**Collected data entries:**
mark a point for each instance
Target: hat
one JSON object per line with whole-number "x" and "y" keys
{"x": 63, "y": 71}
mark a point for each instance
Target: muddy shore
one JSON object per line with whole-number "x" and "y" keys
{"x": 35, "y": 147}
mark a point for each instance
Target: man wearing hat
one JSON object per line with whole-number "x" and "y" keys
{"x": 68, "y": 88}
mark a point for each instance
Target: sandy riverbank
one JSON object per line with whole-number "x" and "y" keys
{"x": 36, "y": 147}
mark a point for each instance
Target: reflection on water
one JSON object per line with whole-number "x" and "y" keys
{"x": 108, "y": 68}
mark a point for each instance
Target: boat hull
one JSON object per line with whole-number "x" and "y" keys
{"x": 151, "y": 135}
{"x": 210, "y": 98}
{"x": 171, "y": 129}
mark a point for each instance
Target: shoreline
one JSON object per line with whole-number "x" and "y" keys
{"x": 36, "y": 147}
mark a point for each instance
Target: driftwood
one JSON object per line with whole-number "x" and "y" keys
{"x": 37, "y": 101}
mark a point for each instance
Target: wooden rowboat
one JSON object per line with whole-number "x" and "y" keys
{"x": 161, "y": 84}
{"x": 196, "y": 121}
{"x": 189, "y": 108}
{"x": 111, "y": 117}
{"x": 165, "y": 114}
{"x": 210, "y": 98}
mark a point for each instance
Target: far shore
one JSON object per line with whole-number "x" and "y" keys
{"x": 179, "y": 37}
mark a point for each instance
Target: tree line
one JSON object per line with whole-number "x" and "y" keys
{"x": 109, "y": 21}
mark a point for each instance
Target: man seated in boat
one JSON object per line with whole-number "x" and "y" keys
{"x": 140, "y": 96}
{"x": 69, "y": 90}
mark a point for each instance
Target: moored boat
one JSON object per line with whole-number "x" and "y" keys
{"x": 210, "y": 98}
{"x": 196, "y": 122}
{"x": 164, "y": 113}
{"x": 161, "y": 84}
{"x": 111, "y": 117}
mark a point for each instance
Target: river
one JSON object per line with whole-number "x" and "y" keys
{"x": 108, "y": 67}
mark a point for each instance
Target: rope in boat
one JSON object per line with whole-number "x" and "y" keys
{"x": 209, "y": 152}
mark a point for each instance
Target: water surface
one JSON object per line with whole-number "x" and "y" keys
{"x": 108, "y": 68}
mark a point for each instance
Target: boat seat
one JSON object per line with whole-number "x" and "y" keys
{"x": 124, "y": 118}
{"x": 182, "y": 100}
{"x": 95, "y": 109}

**What you will do:**
From the entries, report every line in which the string "water" occurs.

**Answer to this exercise:**
Target: reflection on water
Target: water surface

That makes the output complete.